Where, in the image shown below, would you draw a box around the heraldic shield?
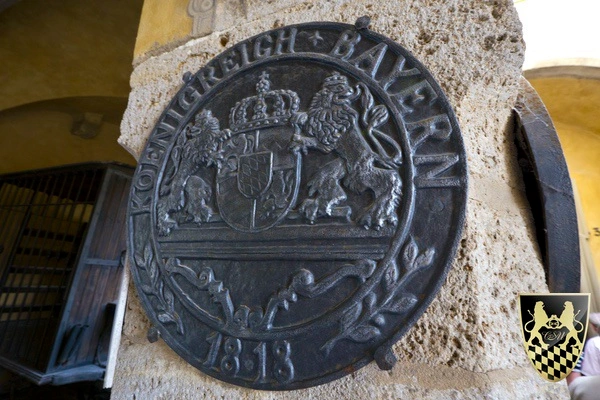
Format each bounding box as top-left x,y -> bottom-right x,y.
519,293 -> 589,382
216,74 -> 301,232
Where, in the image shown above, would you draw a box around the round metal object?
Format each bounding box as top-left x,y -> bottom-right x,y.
129,18 -> 467,390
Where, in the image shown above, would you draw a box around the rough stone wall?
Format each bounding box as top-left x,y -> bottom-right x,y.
113,0 -> 568,399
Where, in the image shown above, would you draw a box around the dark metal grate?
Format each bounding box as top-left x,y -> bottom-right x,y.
0,168 -> 104,369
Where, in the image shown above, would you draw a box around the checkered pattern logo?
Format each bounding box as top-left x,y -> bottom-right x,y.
527,343 -> 581,382
520,293 -> 589,382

--*--

**Instructions for the task**
Could you transcribe the listing above line for line, without any changes, and leave the picture out of your copy?

**Written reply**
Where, in the image shown below, would you draw a box around the heraldic shield?
Format each bounding box as top-left x,y -> bottom-right x,y.
519,293 -> 589,382
216,74 -> 301,232
Where, in the image shown above, would you draw a box around the round metal object?
Format each bounding box as top-left x,y -> bottom-right x,y.
129,18 -> 467,390
Where, in the image shown above, would you draw a box around the rough stone wall?
Format each bounding box as top-left x,y -> bottom-right x,y.
113,0 -> 568,399
Where, in the image shown above, would you draw a box around the dark metal grate?
Format each bounding box as top-left x,y -> bottom-right x,y.
0,168 -> 104,369
Where, in the image shown above, would you draw a box around the checkered pattern logo?
Format each bounding box as top-left x,y -> bottom-right x,y.
527,343 -> 581,382
520,293 -> 589,382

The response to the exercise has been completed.